* _TASK DESCRIPTION_
Write out exactly the lines running from the line that includes "Guideline reminder: every grassy" to the end of the data, both ends included, and nothing besides.

* _LISTED RECORDS_
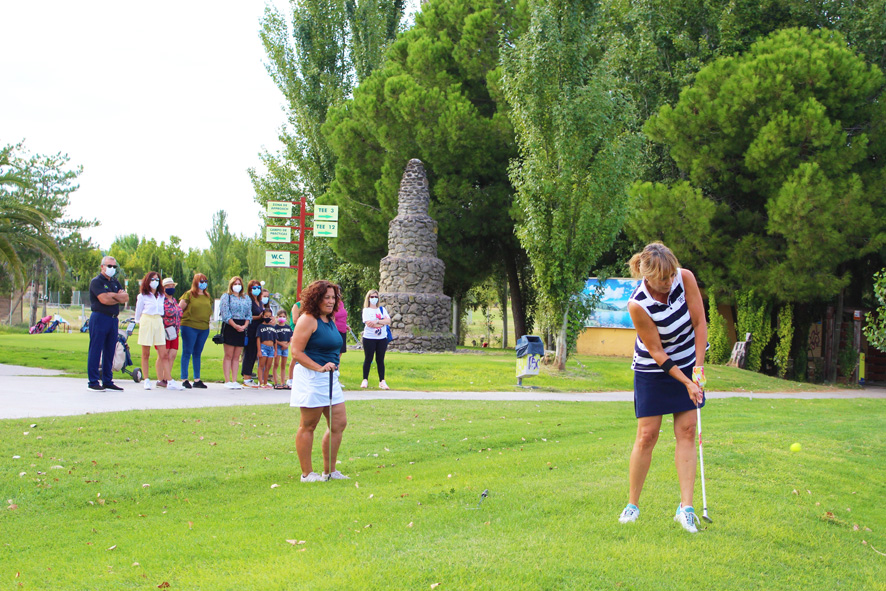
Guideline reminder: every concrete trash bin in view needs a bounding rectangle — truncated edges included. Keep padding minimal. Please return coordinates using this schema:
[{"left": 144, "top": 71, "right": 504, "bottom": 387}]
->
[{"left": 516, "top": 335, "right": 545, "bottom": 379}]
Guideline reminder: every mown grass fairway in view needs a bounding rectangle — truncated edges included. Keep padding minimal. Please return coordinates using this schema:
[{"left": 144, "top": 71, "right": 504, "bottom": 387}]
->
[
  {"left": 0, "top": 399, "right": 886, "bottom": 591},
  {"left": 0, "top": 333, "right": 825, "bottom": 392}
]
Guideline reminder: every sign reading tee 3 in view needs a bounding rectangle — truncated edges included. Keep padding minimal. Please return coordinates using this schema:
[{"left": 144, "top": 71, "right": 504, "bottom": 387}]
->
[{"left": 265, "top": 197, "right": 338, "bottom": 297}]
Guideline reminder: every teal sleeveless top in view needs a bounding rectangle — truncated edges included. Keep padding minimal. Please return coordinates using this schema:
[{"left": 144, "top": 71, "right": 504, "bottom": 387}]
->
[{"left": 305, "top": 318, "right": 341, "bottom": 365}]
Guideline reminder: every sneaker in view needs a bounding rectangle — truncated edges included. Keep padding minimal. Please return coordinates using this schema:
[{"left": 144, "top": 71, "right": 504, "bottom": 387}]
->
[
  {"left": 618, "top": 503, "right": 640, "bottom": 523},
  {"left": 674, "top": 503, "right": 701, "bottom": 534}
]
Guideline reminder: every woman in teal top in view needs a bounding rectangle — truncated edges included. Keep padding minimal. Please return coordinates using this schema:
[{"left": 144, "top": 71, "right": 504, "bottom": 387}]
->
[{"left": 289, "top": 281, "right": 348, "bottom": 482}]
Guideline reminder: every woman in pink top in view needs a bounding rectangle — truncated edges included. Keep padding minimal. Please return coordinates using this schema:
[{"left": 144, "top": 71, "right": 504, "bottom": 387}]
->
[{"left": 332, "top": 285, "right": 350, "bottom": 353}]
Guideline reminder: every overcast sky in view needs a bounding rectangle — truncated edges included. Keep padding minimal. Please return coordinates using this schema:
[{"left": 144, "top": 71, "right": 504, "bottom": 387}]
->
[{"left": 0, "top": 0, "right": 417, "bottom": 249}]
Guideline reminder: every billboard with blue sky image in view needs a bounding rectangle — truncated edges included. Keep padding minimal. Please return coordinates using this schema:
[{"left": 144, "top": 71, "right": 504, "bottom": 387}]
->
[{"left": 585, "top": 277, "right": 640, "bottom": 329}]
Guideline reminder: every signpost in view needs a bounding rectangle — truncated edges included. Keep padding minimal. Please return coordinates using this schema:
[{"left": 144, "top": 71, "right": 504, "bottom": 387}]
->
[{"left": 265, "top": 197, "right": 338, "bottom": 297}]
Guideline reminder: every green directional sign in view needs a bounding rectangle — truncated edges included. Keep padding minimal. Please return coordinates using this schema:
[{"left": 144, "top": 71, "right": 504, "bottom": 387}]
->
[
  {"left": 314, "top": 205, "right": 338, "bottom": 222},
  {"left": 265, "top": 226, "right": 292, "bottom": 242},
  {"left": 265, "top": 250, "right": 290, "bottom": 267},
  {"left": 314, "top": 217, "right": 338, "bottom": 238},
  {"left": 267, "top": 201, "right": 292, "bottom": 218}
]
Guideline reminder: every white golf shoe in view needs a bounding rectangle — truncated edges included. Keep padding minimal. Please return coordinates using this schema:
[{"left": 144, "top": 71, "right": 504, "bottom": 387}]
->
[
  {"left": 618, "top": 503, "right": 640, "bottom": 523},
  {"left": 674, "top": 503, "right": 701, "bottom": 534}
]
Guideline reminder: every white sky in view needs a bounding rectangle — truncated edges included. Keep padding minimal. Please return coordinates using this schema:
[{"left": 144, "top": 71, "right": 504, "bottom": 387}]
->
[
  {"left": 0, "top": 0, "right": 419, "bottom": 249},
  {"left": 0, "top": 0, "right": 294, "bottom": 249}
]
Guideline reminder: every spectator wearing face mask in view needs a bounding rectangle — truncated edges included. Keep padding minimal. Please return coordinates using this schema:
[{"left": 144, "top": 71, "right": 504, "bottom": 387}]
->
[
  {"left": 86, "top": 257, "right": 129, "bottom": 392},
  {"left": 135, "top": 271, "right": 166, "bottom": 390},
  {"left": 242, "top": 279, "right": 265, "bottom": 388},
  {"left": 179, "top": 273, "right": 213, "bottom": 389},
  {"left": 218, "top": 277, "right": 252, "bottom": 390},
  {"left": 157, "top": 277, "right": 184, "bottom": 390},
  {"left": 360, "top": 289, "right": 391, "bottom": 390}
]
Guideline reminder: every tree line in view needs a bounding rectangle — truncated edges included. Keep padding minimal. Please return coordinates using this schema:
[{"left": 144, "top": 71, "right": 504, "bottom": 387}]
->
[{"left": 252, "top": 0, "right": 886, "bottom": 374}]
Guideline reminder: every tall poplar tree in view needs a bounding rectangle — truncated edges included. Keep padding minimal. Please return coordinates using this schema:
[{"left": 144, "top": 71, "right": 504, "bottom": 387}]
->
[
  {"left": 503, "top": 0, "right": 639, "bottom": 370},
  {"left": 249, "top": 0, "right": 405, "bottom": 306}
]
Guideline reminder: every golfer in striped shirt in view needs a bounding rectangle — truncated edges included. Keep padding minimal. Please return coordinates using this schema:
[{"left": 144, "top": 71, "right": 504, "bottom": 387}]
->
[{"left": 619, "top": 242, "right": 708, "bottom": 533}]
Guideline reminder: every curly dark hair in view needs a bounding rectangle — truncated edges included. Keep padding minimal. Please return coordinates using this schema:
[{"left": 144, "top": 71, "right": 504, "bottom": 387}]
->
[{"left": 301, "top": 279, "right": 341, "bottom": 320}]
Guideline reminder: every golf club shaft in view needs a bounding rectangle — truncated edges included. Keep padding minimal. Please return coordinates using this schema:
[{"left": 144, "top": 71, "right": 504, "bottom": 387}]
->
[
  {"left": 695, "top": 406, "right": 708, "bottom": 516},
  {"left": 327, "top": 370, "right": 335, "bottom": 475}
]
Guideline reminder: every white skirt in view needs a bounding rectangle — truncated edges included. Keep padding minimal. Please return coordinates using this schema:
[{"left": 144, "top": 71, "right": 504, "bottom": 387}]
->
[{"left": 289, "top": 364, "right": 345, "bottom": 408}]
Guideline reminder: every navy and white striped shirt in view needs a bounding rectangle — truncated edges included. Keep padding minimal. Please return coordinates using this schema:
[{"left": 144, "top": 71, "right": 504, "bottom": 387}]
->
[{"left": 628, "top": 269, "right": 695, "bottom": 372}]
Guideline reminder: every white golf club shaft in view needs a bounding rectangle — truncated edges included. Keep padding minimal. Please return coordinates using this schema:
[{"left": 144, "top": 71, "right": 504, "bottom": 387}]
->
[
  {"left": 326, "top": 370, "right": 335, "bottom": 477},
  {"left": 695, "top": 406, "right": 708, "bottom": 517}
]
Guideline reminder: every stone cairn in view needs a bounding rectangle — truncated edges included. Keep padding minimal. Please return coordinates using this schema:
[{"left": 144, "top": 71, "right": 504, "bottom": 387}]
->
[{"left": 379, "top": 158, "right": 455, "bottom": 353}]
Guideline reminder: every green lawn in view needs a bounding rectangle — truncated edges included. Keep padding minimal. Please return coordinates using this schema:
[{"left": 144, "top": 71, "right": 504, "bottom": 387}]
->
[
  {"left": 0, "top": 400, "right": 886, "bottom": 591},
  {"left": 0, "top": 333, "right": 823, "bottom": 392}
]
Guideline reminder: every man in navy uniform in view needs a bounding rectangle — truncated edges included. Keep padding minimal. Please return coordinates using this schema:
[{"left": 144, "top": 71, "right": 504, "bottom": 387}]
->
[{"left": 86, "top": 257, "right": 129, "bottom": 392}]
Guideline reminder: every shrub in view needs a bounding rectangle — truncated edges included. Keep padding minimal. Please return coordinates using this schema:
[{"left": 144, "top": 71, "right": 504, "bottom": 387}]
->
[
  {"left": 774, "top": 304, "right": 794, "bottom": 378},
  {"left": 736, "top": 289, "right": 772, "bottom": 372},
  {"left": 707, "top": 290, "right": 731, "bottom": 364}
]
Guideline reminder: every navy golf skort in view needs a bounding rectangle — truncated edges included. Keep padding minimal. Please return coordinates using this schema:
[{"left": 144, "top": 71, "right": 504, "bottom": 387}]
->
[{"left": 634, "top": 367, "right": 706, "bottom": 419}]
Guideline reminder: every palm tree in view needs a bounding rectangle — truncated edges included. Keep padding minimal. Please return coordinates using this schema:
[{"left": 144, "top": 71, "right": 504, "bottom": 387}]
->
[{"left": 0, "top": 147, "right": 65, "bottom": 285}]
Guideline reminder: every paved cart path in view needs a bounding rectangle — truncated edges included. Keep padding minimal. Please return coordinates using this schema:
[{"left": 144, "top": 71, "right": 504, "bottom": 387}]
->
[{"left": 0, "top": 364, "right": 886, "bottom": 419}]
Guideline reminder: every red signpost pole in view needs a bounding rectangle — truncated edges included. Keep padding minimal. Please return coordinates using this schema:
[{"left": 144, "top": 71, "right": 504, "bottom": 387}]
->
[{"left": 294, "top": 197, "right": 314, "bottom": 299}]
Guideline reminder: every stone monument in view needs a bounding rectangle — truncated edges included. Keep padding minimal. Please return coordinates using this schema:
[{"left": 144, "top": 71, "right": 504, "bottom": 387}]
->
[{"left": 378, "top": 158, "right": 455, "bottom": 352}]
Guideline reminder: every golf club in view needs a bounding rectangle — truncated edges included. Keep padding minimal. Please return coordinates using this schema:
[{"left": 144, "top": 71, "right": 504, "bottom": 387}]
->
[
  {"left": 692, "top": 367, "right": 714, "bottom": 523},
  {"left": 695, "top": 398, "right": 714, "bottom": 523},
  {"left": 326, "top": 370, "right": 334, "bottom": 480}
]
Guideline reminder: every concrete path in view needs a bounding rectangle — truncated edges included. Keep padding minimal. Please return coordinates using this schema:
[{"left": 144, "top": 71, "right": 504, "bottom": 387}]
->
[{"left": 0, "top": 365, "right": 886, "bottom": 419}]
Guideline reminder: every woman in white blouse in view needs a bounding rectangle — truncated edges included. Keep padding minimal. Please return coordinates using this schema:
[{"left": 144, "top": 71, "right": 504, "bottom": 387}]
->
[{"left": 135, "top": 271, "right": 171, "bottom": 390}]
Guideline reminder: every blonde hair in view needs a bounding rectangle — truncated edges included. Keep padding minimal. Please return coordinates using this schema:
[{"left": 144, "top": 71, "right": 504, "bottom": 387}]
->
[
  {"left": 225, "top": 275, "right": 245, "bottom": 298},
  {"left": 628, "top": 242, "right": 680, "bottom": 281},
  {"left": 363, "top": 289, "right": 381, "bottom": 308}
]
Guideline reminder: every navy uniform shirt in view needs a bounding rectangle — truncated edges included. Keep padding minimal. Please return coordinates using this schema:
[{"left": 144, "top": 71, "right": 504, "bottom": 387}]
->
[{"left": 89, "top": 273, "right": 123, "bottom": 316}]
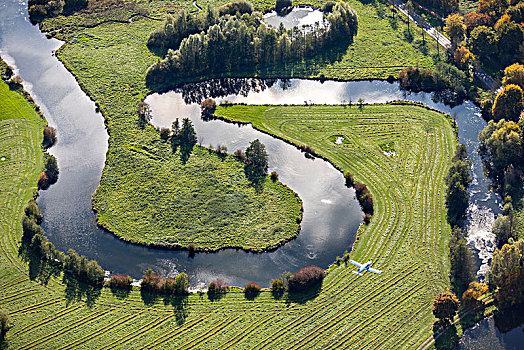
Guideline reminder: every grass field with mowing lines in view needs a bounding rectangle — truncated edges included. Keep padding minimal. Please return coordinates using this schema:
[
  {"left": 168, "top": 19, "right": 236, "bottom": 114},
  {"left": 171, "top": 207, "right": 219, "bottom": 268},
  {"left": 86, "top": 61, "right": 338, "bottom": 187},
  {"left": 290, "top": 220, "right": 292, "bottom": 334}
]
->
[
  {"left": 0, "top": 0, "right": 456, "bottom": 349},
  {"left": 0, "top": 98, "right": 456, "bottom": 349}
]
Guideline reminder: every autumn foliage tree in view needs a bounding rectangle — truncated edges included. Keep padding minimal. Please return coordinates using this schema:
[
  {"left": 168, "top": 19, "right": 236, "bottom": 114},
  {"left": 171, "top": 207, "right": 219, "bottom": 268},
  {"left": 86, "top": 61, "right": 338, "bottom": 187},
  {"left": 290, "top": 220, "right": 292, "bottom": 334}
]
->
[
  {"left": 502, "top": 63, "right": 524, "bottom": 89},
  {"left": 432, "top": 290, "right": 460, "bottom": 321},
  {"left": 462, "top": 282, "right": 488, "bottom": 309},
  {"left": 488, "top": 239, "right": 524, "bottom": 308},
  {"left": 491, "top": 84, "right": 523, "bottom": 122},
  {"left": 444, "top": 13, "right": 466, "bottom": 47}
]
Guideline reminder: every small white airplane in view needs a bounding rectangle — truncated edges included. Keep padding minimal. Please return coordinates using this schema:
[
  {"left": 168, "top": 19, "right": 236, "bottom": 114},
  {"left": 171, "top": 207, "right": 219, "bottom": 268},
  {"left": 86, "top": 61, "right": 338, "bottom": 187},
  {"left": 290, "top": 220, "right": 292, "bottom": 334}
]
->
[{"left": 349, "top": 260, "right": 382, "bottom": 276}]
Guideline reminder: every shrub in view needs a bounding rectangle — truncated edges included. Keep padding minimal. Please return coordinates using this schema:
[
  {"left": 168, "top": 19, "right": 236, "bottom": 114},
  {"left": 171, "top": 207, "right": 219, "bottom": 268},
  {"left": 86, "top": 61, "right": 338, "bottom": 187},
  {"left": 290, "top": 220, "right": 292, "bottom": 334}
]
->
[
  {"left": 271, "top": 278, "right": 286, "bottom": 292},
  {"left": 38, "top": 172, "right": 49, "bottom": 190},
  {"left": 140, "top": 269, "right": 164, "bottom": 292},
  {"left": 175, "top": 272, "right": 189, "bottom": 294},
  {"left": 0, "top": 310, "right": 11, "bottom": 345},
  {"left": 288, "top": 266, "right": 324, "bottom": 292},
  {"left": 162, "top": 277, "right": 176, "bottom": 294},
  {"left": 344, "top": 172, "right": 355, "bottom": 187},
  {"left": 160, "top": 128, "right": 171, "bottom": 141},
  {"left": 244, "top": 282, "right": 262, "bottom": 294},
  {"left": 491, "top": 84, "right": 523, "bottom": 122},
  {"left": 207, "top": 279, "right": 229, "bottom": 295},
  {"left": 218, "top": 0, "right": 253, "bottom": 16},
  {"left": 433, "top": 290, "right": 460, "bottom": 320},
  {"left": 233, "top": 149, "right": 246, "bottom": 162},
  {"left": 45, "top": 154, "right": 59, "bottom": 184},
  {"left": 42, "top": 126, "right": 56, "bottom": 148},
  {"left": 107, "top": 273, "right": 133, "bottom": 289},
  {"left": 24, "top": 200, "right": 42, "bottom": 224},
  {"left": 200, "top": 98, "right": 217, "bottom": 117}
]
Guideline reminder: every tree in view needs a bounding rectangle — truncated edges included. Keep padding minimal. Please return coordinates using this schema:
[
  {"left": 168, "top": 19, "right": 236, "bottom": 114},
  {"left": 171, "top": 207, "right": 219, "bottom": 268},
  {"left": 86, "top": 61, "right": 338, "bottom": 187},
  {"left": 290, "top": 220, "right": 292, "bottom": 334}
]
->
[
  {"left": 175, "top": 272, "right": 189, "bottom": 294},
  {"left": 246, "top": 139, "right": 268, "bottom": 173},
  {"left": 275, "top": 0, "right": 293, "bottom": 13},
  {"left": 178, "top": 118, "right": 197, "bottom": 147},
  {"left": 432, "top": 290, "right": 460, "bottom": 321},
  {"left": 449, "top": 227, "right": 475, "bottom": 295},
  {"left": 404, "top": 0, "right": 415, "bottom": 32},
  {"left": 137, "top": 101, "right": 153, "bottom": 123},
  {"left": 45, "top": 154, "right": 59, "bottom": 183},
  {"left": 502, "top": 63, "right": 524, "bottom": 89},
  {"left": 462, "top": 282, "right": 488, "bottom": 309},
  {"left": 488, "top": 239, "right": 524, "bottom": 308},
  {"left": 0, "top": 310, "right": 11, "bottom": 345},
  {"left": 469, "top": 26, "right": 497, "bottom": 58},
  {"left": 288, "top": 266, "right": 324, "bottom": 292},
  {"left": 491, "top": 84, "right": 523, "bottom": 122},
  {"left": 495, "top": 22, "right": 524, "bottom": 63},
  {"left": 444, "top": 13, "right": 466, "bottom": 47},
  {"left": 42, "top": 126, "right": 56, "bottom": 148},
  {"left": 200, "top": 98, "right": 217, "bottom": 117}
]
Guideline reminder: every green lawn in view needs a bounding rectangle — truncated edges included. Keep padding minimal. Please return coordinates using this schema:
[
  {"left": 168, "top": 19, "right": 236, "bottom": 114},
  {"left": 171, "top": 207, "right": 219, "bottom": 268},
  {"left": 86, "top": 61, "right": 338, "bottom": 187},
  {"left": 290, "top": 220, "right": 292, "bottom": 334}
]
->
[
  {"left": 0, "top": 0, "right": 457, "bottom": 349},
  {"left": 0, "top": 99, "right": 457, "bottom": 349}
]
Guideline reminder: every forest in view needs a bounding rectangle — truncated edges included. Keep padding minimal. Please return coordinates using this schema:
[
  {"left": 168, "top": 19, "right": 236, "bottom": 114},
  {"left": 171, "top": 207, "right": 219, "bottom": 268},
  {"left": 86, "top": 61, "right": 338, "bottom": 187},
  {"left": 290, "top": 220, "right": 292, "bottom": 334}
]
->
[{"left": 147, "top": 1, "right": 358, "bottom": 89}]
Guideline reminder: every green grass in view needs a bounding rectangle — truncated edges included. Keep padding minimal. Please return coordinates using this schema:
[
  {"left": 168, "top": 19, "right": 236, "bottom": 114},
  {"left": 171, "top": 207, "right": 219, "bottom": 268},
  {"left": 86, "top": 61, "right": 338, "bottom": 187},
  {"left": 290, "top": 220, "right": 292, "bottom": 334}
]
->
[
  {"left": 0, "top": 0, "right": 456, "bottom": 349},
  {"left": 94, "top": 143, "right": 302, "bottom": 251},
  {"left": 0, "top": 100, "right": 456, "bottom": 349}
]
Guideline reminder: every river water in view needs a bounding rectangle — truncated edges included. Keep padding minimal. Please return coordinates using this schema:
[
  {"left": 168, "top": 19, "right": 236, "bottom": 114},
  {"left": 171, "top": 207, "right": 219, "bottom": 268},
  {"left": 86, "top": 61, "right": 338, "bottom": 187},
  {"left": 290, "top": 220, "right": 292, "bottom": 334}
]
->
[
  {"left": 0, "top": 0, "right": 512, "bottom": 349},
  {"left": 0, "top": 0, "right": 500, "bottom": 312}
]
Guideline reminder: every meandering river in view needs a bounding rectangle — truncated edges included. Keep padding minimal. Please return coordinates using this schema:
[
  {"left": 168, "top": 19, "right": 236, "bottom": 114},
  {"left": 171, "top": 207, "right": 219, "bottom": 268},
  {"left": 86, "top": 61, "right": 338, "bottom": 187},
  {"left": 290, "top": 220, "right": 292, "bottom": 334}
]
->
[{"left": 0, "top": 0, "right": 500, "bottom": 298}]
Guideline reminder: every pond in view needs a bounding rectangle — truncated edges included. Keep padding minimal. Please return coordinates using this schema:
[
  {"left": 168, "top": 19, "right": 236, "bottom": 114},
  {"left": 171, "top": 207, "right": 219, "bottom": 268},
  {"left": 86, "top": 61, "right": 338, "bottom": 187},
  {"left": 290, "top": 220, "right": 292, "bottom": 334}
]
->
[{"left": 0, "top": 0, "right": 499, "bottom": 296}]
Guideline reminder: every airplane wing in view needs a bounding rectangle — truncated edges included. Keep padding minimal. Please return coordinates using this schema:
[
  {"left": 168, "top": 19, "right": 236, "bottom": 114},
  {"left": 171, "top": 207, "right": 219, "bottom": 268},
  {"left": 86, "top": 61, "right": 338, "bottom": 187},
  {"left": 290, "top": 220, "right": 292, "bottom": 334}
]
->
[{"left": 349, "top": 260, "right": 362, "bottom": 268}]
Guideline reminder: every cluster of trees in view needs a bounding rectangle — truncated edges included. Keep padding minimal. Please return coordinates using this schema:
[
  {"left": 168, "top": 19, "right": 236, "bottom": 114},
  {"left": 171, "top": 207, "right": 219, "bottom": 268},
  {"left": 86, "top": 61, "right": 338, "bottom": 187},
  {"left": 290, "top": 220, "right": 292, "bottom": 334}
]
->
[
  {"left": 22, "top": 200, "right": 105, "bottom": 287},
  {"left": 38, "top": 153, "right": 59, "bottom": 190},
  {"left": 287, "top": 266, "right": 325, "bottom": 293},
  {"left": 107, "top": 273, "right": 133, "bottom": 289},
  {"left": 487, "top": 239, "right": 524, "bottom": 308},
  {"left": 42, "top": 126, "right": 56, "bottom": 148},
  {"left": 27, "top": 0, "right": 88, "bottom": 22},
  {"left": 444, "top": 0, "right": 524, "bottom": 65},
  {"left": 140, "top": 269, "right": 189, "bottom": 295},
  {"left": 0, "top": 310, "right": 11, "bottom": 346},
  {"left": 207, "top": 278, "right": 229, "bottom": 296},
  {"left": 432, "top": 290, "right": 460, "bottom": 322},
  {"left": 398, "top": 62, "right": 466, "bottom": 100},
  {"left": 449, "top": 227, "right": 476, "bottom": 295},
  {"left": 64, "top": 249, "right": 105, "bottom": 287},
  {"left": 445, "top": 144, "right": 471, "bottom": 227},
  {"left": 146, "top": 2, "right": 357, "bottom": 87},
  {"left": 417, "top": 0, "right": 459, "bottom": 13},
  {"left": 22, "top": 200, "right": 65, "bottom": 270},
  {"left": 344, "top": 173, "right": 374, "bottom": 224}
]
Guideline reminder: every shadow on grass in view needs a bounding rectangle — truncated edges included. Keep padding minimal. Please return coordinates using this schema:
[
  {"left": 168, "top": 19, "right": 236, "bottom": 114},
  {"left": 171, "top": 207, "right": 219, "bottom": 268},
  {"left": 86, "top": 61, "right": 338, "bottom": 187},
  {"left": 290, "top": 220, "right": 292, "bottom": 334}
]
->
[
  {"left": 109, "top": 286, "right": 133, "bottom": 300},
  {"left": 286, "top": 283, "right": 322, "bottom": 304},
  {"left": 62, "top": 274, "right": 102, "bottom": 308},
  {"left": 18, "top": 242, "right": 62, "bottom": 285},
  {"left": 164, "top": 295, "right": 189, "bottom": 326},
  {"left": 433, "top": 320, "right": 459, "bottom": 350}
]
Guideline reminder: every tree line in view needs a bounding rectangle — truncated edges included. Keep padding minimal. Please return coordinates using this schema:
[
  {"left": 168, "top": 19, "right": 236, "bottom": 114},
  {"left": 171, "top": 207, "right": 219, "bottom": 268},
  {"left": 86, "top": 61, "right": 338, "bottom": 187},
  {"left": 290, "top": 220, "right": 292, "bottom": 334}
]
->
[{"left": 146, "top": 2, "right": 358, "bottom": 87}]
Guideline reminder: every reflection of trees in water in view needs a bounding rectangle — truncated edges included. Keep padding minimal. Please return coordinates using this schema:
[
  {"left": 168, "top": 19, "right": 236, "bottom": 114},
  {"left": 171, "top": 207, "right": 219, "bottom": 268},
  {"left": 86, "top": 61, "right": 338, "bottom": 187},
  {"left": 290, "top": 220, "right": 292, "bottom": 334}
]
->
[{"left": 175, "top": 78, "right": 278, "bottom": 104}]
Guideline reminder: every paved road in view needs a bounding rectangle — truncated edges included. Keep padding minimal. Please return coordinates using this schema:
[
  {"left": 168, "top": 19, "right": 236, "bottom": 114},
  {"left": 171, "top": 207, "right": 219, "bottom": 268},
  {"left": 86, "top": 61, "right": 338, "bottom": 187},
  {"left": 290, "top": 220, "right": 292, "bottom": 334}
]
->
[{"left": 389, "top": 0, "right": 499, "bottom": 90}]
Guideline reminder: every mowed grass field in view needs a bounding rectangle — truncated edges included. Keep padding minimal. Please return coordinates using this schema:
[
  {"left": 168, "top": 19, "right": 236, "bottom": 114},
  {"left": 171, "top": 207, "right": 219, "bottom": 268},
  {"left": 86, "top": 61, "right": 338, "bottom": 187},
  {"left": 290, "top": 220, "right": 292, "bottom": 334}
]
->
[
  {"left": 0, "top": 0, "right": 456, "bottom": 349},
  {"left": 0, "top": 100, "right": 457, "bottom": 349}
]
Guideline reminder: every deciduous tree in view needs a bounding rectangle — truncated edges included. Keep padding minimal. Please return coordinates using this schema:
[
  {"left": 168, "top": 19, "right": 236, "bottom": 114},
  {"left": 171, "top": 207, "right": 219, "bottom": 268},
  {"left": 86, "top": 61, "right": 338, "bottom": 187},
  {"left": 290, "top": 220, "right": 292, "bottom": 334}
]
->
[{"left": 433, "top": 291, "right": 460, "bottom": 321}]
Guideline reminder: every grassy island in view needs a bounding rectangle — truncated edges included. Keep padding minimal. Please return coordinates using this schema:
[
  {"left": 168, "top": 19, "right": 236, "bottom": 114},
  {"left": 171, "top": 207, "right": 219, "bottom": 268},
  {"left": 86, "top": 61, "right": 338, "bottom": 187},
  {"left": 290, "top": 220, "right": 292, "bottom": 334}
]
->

* _RESULT OF THIS EXERCISE_
Guideline reminder: every grassy island in view needs a bounding rectangle — truncated edges included. Keep padding minimal. Please return coordinates using this schema:
[
  {"left": 168, "top": 19, "right": 236, "bottom": 114},
  {"left": 171, "top": 207, "right": 219, "bottom": 268},
  {"left": 86, "top": 61, "right": 338, "bottom": 187},
  {"left": 290, "top": 220, "right": 292, "bottom": 334}
]
->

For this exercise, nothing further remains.